* Requirement *
Could you print all the entries exactly?

(Point labeling examples)
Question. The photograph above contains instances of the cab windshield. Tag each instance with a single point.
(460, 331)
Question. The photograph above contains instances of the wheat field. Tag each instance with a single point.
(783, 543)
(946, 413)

* Task solution *
Question. The photograph above contains instances of the cab windshield. Tag each instance with a single point.
(460, 331)
Question. The photograph above contains instances of the wheat field. Tag each instance with a single point.
(783, 543)
(946, 413)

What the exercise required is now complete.